◆ TEXT SHOWN:
· · · · ·

Error in `dplyr::group_by()`:
! Must group by variables found in `.data`.
Column `contrast` is not found.
Column `cluster_id` is not found.
Run `rlang::last_trace()` to see where the error occurred.
Warning message:
Unknown or uninitialised column: `cluster_id`.
I expected a number of cell types to be excluded but not all. Here is the plot for abundance_expression_info$abund_plot_sample:
I then subset the sce object to include only the cell types that passed the criteria of >= 2 samples per group with 10 cells or more and I get the same error. I also tried using filterByExpr.min.count = 0
and filterByExpr.min.total.count = 0
as suggested and nothing changed. I did not set any batches.
Any help would be much appreciated. Thanks!
Hi @catsargent, Hi @VivianQM
To help me further diagnose the problem:
1) Can you run get_DE_info
with the argument: findMarkers = TRUE
instead the default findMarkers = FALSE
. Do you then get the same error or not?
2) Can you merge your groups/samples so you have only groups with 3 or more samples per group (just for a test, not for your analysis). Do you then get the same error or not?
3) Can you show how you defined the contrasts, batches and covariates?
Thanks for the quick reply. I tried both of those suggestions and unfortunately they both resulted in the same original error.
@catsargent
Thanks for the quick reply. I tried both of those suggestions and unfortunately they both resulted in the same original error.
and can you show how you defined the contrasts, batches and covariates?
Sure! Here you go..
sample_id = "Sample"
group_id = "Niche"
celltype_id = "cell_type"
covariates = NA
batches = NA
contrasts_oi = c('Parotid.Gland-(Minor.Salivary.Gland+Submandibular.Gland)/2','Minor.Salivary.Gland-(Parotid.Gland+Submandibular.Gland)/2','Submandibular.Gland-(Minor.Salivary.Gland+Parotid.Gland)/2')

· · · · ·

◆ WORK TASK 1: In the error thread, what value is assigned to group_id?
◆ WORK TASK 2: Rewrite the paragraph of the error thread that begins "I then subset the sce object" as a short list. Keep its main facts.
The items after the error thread play no part in this work.

· · · · ·

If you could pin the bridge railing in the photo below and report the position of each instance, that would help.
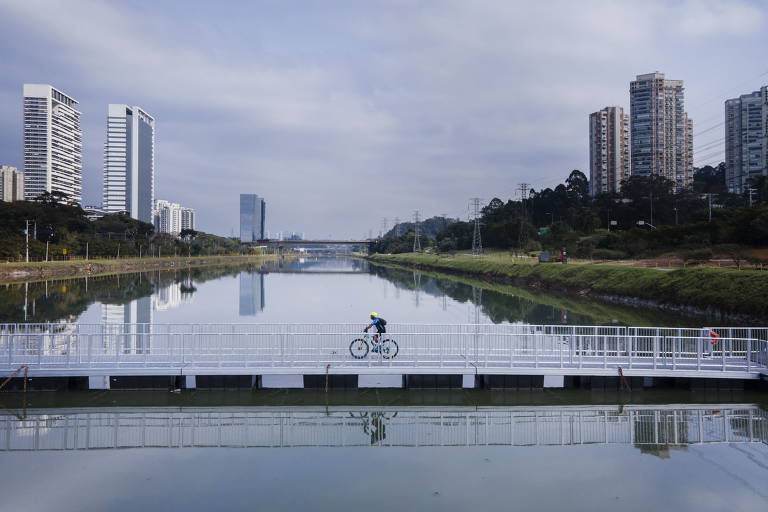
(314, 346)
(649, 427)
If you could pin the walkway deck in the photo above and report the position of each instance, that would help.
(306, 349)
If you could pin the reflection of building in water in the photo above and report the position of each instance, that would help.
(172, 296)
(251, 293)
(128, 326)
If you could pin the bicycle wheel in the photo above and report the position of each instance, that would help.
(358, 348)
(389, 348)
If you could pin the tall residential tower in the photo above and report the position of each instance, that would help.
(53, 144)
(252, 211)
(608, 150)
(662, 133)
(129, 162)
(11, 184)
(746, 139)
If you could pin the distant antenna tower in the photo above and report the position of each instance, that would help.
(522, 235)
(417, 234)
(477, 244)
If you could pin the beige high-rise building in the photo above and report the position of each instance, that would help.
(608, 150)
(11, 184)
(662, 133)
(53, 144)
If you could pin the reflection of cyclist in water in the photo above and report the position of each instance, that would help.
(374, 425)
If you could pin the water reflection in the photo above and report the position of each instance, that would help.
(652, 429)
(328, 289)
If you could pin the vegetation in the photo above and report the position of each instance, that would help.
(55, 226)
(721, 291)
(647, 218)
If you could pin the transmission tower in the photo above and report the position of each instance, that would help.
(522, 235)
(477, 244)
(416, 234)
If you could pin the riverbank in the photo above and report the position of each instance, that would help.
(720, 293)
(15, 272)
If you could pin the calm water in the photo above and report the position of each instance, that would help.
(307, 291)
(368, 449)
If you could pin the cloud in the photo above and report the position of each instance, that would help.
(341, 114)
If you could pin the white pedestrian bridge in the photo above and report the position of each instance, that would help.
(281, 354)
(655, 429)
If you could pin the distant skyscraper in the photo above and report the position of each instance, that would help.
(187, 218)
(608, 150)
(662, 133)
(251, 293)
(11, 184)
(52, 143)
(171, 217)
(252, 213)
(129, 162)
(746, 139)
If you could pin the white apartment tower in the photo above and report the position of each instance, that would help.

· · · · ·

◆ RESULT 1: "Niche"

◆ RESULT 2:
- Subset the sce object to keep only cell types that met the criterion of at least 2 samples per group with 10 or more cells; the same error occurred.
- Tried filterByExpr.min.count = 0 and filterByExpr.min.total.count = 0 as suggested; nothing changed.
- No batches were set.